Count the lines in the rows below that contain the word "foreground" and give only that number.

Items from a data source
::::
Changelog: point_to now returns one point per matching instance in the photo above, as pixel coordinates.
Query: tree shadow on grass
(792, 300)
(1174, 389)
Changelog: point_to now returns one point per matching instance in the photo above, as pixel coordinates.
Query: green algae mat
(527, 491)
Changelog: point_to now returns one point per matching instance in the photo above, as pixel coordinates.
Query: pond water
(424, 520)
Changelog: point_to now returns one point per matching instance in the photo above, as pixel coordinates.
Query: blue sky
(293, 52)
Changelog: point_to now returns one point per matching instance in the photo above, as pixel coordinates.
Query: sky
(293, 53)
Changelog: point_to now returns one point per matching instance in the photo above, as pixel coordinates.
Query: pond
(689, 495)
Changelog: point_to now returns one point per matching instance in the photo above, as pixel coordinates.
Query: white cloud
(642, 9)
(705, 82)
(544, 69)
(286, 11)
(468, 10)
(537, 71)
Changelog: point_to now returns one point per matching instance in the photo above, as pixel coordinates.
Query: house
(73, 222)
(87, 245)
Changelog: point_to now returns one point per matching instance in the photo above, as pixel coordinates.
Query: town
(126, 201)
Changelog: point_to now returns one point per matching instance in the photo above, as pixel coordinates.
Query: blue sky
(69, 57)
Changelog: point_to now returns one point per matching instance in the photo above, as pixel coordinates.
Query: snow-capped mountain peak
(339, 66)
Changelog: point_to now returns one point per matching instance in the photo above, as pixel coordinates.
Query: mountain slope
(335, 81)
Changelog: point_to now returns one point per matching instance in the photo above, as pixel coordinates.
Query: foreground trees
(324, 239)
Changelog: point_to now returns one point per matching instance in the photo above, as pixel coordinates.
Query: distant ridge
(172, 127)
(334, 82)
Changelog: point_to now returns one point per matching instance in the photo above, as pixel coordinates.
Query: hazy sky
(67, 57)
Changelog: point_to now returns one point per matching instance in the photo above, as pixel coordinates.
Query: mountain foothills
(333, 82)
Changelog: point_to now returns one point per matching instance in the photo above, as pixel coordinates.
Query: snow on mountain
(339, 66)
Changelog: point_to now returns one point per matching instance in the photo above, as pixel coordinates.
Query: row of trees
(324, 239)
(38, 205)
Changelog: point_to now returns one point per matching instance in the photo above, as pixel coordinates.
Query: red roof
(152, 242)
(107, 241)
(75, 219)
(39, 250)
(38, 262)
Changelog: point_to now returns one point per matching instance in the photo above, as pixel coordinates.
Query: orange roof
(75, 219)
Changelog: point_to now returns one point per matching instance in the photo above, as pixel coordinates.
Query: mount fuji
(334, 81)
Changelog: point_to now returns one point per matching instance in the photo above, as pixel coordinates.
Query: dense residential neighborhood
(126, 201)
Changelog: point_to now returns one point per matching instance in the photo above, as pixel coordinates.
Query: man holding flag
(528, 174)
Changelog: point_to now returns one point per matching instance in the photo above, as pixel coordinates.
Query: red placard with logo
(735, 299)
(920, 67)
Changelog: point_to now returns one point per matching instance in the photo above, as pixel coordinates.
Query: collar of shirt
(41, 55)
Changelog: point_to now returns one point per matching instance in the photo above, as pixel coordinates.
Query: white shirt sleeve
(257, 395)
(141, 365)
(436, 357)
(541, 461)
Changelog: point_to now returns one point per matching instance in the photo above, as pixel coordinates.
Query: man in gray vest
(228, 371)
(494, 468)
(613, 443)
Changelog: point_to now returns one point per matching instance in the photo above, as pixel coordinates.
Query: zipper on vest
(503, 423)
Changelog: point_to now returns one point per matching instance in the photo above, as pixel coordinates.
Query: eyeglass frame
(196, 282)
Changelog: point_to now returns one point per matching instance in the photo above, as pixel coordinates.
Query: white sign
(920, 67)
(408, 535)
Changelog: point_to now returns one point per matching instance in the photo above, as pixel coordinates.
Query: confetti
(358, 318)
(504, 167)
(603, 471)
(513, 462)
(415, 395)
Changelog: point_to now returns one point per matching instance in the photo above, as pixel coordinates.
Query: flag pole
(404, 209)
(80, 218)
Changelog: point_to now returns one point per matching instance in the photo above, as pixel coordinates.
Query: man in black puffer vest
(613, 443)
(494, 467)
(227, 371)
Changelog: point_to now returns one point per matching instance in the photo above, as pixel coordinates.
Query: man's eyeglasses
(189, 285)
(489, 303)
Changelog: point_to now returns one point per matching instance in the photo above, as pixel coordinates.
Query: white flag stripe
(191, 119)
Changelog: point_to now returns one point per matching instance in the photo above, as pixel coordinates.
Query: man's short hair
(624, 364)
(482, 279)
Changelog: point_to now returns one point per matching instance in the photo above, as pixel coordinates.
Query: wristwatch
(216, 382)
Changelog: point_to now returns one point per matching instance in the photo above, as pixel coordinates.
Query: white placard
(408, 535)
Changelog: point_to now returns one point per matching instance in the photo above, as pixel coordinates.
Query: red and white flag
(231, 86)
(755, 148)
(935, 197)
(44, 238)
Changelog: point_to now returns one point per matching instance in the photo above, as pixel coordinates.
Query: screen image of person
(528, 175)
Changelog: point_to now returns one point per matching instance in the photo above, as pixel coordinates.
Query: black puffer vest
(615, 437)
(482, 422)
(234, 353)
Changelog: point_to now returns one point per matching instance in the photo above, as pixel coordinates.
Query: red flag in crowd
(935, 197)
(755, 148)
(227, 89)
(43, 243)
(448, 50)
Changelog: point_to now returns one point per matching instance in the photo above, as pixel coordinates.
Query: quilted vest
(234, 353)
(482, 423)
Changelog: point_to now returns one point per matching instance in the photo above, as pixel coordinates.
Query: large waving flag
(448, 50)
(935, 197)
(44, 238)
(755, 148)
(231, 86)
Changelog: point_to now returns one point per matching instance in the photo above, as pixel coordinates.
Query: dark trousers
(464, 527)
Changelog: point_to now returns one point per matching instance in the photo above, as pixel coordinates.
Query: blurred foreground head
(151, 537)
::::
→ ANSWER IN FULL
2